REQUIRED ACTION:
Scan the lines below and report each one containing "bushy" by copying it.

[DATA PROVIDED — start]

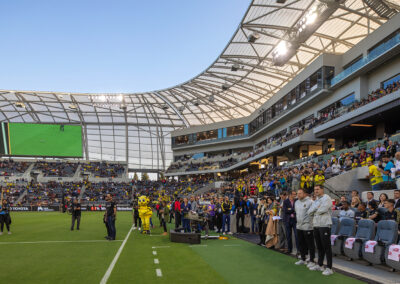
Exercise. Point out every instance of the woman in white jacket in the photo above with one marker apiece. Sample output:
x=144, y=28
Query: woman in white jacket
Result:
x=304, y=227
x=321, y=211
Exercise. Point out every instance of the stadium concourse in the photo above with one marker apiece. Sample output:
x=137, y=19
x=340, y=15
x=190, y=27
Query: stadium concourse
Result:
x=279, y=162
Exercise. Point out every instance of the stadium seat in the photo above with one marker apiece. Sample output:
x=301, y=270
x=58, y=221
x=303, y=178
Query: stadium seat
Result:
x=335, y=225
x=365, y=231
x=390, y=262
x=347, y=228
x=386, y=234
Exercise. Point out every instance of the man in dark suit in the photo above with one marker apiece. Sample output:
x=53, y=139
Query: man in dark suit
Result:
x=289, y=219
x=397, y=198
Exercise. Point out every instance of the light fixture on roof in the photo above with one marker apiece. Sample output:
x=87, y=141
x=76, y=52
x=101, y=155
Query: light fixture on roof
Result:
x=253, y=37
x=20, y=104
x=312, y=19
x=73, y=106
x=235, y=67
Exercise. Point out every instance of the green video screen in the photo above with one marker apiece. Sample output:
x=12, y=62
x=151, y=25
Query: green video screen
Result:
x=46, y=140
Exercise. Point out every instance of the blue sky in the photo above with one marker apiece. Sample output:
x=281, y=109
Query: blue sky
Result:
x=111, y=46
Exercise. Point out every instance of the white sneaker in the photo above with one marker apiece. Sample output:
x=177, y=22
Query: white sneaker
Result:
x=327, y=272
x=316, y=267
x=301, y=262
x=310, y=264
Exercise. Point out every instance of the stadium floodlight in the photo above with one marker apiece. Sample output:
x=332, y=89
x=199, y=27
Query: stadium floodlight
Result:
x=235, y=67
x=20, y=104
x=309, y=23
x=253, y=37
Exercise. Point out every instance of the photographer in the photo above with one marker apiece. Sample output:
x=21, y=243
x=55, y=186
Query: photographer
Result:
x=76, y=214
x=5, y=216
x=110, y=216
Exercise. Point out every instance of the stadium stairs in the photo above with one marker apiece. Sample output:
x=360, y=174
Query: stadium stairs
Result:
x=344, y=183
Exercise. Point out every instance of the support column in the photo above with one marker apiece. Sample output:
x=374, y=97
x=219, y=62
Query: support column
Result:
x=380, y=130
x=275, y=161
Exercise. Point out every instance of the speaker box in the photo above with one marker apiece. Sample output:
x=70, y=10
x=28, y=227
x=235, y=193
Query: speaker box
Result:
x=176, y=236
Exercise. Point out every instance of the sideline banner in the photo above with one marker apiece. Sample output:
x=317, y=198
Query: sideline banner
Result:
x=57, y=208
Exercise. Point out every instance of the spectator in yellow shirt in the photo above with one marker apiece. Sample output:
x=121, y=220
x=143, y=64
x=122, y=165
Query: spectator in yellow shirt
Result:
x=375, y=176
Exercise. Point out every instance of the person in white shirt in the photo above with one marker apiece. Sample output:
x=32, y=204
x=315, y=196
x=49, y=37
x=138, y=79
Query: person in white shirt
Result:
x=321, y=211
x=346, y=211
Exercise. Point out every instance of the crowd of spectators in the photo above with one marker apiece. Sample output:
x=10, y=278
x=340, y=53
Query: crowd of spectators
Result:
x=333, y=112
x=103, y=169
x=56, y=169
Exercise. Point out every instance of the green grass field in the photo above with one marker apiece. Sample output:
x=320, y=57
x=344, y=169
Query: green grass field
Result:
x=34, y=253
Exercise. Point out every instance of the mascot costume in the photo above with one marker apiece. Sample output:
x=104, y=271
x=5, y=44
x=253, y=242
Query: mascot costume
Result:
x=145, y=213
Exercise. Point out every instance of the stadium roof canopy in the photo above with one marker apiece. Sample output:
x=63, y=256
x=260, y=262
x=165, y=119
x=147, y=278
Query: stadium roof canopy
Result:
x=135, y=127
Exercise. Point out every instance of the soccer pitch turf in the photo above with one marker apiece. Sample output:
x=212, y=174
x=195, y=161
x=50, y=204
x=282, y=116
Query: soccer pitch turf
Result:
x=42, y=249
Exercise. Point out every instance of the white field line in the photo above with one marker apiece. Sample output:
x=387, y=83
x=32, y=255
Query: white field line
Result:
x=55, y=242
x=114, y=261
x=158, y=272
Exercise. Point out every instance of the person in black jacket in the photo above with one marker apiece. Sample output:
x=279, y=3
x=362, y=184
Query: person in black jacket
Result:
x=241, y=209
x=289, y=219
x=76, y=214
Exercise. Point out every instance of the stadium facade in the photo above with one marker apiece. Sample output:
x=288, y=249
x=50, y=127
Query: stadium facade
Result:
x=298, y=46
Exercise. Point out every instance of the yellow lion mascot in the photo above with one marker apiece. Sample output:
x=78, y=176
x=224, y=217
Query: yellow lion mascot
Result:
x=145, y=213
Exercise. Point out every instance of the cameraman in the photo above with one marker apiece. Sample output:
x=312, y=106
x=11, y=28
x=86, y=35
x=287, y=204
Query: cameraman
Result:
x=110, y=216
x=76, y=214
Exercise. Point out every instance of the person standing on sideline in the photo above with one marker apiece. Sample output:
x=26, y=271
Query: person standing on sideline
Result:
x=177, y=210
x=111, y=215
x=136, y=218
x=5, y=216
x=304, y=228
x=282, y=243
x=289, y=218
x=321, y=211
x=76, y=214
x=226, y=215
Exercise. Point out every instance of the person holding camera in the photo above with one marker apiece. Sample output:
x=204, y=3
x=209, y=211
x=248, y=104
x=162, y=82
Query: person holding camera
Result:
x=5, y=216
x=110, y=216
x=76, y=214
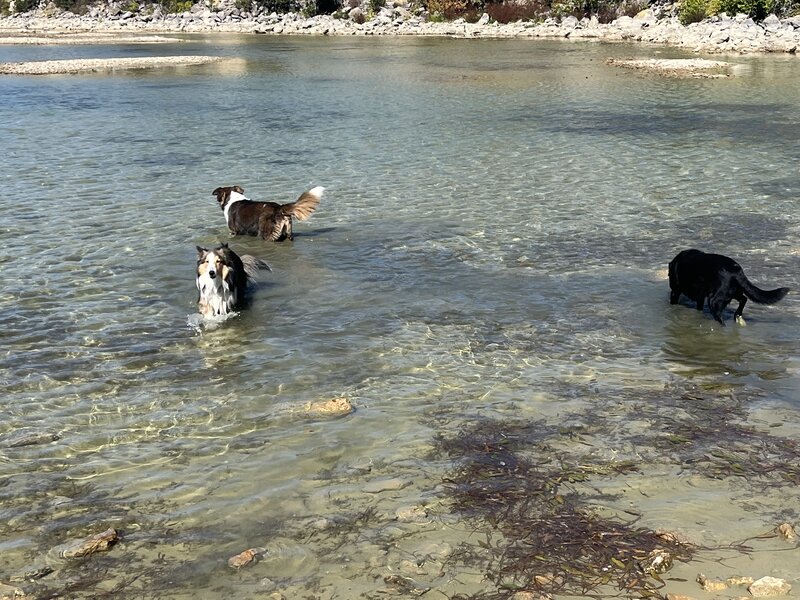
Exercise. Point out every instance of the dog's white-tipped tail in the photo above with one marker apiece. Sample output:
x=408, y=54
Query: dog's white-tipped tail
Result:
x=307, y=203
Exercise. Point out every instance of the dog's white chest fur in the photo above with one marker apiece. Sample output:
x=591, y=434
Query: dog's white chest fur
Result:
x=217, y=297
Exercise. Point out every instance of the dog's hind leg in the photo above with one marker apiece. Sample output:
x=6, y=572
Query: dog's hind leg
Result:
x=699, y=303
x=716, y=304
x=737, y=316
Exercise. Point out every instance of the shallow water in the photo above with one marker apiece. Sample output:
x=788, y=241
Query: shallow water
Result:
x=493, y=243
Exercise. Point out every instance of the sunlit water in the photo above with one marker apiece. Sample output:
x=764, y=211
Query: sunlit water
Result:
x=493, y=242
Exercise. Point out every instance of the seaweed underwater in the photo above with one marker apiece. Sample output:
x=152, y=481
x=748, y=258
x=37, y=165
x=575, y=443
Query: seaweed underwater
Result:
x=520, y=486
x=542, y=537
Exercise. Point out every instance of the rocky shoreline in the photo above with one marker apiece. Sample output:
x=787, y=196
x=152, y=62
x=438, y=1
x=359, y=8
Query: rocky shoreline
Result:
x=719, y=34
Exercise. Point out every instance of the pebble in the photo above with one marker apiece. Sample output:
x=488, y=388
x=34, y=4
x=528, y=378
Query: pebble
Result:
x=245, y=558
x=769, y=586
x=711, y=585
x=385, y=485
x=9, y=592
x=97, y=543
x=786, y=531
x=411, y=514
x=335, y=407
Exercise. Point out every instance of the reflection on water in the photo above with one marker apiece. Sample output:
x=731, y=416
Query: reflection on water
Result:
x=493, y=243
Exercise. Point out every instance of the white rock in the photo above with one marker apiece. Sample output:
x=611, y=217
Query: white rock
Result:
x=769, y=586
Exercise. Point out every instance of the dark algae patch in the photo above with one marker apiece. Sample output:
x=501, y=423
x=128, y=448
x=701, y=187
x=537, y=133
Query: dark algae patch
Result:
x=526, y=490
x=541, y=536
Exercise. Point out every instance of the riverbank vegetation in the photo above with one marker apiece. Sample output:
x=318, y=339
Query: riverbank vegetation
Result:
x=504, y=11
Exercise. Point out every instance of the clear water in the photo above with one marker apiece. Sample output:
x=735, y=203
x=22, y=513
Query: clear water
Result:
x=493, y=242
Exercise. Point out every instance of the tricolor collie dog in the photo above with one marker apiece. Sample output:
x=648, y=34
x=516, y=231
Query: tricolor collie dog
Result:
x=222, y=279
x=270, y=220
x=700, y=276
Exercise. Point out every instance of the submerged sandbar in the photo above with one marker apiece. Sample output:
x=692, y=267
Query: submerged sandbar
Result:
x=89, y=65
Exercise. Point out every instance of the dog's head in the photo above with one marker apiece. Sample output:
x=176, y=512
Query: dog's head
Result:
x=213, y=265
x=225, y=194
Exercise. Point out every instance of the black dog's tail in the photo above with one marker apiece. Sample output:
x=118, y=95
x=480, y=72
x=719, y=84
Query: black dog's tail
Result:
x=757, y=294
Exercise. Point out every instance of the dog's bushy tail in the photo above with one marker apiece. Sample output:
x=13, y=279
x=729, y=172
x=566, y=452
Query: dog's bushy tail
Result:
x=305, y=205
x=253, y=266
x=757, y=294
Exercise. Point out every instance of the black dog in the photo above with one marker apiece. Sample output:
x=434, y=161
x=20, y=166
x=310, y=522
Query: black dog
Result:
x=698, y=276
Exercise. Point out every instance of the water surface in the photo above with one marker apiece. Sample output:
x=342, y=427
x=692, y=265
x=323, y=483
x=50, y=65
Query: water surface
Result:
x=493, y=243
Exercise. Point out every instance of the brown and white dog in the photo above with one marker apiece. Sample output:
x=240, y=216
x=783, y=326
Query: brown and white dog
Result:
x=270, y=220
x=222, y=279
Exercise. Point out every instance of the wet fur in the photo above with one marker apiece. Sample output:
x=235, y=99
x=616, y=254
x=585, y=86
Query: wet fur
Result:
x=269, y=220
x=222, y=279
x=700, y=276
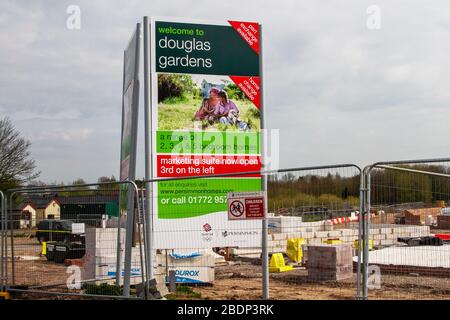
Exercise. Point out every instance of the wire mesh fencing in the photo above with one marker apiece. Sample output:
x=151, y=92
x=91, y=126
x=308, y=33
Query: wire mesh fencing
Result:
x=2, y=242
x=409, y=231
x=313, y=230
x=71, y=240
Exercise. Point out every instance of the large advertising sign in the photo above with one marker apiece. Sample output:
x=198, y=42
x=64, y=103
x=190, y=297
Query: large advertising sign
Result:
x=206, y=120
x=130, y=111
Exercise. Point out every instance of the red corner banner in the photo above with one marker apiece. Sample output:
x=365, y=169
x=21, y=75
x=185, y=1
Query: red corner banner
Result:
x=250, y=86
x=249, y=31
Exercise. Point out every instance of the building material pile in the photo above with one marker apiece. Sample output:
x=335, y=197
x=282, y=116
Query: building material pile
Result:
x=418, y=216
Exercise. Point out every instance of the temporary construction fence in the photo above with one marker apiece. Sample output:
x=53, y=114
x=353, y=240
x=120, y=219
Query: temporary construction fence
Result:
x=309, y=255
x=410, y=257
x=72, y=240
x=3, y=229
x=331, y=232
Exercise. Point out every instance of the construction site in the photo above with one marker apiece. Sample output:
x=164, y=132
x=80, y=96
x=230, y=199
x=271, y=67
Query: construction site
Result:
x=313, y=250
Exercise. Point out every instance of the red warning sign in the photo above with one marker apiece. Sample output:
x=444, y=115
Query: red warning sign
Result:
x=246, y=205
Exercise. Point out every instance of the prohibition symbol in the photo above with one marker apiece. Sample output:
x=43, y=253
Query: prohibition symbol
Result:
x=237, y=208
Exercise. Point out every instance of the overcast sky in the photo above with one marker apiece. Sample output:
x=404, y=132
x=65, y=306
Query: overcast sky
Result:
x=338, y=91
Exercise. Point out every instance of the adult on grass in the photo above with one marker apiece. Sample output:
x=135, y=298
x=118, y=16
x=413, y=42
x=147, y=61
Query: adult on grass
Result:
x=228, y=113
x=208, y=108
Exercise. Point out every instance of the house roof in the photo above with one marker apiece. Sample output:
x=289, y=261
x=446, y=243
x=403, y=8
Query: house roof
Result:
x=42, y=201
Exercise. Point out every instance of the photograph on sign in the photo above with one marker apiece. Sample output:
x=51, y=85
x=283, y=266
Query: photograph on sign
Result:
x=206, y=120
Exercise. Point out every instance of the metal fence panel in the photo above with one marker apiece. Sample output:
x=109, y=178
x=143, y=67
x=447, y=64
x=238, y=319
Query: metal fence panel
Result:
x=409, y=224
x=313, y=227
x=2, y=241
x=66, y=240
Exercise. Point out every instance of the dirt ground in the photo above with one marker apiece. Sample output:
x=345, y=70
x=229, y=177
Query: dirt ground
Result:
x=242, y=281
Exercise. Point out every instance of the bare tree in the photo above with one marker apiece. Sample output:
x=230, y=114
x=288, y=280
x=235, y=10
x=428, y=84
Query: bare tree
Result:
x=16, y=165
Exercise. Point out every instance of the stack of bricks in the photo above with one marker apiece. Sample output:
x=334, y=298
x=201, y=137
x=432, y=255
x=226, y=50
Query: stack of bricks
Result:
x=330, y=262
x=385, y=235
x=443, y=221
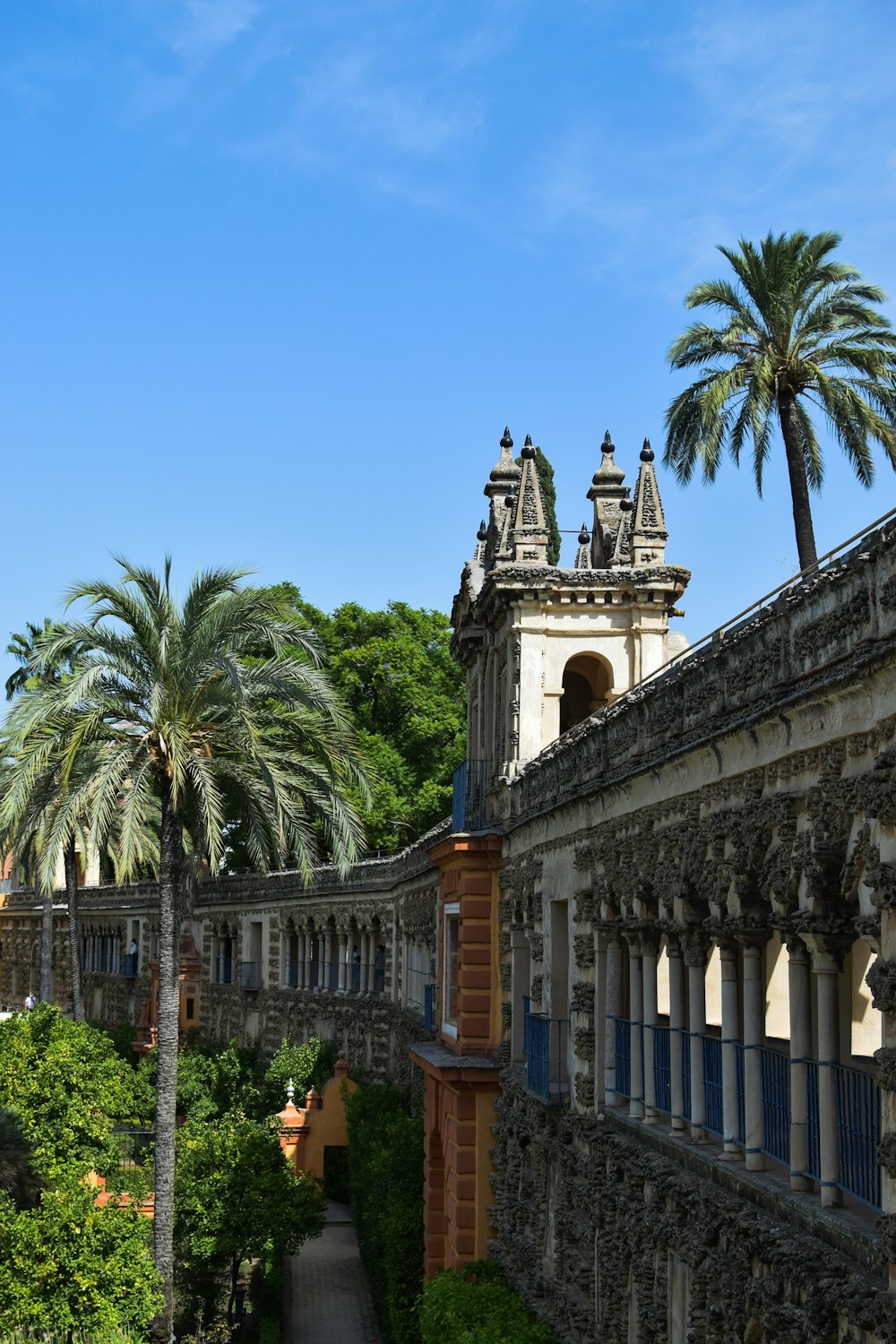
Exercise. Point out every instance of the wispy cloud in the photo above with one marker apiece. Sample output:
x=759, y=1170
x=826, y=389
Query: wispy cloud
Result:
x=756, y=120
x=203, y=27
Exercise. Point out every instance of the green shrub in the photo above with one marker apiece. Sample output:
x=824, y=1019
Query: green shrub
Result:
x=386, y=1167
x=476, y=1305
x=309, y=1064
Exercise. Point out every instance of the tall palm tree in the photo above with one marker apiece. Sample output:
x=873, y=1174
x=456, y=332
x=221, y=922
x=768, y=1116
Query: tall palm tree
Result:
x=35, y=668
x=166, y=710
x=798, y=333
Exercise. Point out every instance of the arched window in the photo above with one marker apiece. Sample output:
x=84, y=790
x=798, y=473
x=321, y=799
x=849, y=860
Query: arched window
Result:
x=586, y=688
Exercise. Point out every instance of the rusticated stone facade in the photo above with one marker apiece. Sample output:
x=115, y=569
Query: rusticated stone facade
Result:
x=659, y=953
x=613, y=1236
x=386, y=910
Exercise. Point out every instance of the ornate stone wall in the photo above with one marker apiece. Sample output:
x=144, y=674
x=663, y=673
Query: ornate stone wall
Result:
x=745, y=796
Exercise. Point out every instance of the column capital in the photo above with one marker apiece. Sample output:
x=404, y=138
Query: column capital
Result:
x=672, y=933
x=828, y=938
x=694, y=946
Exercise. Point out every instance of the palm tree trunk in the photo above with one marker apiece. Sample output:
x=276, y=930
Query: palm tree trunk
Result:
x=793, y=435
x=168, y=1008
x=46, y=943
x=74, y=930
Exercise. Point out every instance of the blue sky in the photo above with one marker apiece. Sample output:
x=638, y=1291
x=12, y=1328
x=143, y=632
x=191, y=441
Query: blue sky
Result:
x=279, y=273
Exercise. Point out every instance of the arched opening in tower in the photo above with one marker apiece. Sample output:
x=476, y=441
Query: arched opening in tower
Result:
x=586, y=688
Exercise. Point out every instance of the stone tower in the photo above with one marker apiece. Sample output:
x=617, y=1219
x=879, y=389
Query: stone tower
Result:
x=546, y=647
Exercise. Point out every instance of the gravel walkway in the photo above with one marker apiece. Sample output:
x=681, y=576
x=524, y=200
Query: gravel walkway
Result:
x=327, y=1298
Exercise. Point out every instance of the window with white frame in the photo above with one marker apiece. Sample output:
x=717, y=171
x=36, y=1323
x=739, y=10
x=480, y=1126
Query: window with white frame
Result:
x=452, y=945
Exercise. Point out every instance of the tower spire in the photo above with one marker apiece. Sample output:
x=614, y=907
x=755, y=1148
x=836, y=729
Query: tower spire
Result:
x=530, y=537
x=500, y=486
x=606, y=492
x=649, y=534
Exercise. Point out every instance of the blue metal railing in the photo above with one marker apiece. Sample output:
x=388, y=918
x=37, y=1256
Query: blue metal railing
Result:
x=685, y=1074
x=774, y=1070
x=250, y=975
x=813, y=1134
x=223, y=970
x=430, y=1007
x=468, y=804
x=712, y=1083
x=661, y=1069
x=414, y=986
x=742, y=1105
x=546, y=1058
x=858, y=1133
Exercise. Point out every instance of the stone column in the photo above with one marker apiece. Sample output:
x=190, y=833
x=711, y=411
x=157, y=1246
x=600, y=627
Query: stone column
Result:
x=649, y=952
x=696, y=946
x=405, y=967
x=731, y=1150
x=635, y=1030
x=676, y=1032
x=599, y=1018
x=362, y=969
x=754, y=1039
x=309, y=953
x=394, y=975
x=343, y=948
x=613, y=1011
x=799, y=994
x=826, y=964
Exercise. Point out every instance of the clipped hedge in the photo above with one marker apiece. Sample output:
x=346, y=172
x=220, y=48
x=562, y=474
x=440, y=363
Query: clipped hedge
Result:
x=386, y=1172
x=476, y=1305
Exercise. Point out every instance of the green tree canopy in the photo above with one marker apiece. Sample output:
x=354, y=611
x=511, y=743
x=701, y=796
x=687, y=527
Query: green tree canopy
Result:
x=70, y=1265
x=549, y=500
x=408, y=699
x=171, y=710
x=237, y=1199
x=799, y=333
x=67, y=1088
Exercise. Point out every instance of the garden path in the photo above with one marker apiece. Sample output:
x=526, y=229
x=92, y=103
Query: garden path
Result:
x=327, y=1298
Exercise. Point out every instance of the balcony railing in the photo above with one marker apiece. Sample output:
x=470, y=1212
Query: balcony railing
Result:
x=430, y=1008
x=468, y=806
x=223, y=970
x=858, y=1105
x=546, y=1046
x=250, y=975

[DATA PROVIDED — finish]

REPLY:
Exercise. Point out every instance of the dog's bushy tail in the photo above with one marker apiece. Sample output:
Query: dog's bushy tail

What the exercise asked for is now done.